PASSAGE PROVIDED ▸

"""

First formal response to impeachment comes as McConnell lays out Senate rules

President Trump’s legal team urged the Senate to swiftly reject the House’s two articles of impeachment against him, calling the case frivolous and dangerous while offering for the first time a detailed legal defense for why he shouldn’t be removed from office.

Mr. Trump’s team submitted a 171-page legal filing with the Senate on Monday, a day before the third presidential impeachment trial in U.S. history kicks off in earnest and just hours before the president departed Washington for a global economic conference in Switzerland, where he is to deliver a speech early Tuesday morning.

Back in Washington, a debate over the impeachment trial’s rules is expected to consume much of Tuesday, with substantive arguments about the case from each side expected on the Senate floor in the coming days. Late Monday afternoon, Senate Majority Leader Mitch McConnell (R., Ky.) proposed a timetable for the proceedings that could mean the complete trial is over by the end of next week, should the Senate oppose bringing in new witnesses or evidence.

"""

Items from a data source
"""

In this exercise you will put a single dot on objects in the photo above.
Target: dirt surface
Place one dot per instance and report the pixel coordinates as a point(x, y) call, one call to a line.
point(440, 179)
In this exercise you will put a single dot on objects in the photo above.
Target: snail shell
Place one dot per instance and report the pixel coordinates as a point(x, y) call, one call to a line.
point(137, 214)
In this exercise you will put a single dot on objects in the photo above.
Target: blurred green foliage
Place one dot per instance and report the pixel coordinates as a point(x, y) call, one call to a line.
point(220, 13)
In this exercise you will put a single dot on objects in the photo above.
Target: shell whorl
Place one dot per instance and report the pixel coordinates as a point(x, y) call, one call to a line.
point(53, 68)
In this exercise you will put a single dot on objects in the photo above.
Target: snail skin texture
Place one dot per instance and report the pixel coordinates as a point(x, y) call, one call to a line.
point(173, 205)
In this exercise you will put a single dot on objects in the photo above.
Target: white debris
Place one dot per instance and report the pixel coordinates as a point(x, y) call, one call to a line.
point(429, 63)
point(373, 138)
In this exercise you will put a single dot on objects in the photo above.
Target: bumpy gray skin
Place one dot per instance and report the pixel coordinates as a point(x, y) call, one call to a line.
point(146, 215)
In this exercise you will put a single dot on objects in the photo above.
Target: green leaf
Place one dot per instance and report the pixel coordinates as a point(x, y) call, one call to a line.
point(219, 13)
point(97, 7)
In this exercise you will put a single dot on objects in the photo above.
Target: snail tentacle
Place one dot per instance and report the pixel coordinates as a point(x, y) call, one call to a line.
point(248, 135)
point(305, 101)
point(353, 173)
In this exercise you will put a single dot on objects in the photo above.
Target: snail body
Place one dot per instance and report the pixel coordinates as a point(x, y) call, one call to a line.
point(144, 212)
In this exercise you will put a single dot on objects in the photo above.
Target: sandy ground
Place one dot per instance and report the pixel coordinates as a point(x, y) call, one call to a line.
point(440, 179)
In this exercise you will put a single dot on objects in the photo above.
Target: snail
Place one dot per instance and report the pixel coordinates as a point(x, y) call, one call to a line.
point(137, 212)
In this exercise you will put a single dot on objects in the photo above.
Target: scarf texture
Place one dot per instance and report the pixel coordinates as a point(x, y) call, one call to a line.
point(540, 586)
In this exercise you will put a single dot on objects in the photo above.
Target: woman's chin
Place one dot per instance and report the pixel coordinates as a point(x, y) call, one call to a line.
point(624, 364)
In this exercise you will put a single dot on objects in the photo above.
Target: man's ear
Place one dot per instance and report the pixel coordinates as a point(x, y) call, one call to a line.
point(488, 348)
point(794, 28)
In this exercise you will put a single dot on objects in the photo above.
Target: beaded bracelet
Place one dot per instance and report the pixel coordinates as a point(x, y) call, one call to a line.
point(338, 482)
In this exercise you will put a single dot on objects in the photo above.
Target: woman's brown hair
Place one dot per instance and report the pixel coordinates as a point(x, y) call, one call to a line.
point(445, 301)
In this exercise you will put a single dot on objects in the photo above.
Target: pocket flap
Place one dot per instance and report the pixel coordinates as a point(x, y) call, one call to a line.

"""

REQUEST 1 ▸ According to the impeachment passage, how long was the legal filing that President Trump's team submitted to the Senate?
REQUEST 2 ▸ Locate each row containing the word "woman" and copy those rows.
The impeachment passage and the rows were drawn from separate sources.

TASK ANSWER 1 ▸ It was 171 pages long.

TASK ANSWER 2 ▸
Target: woman's chin
Target: woman's brown hair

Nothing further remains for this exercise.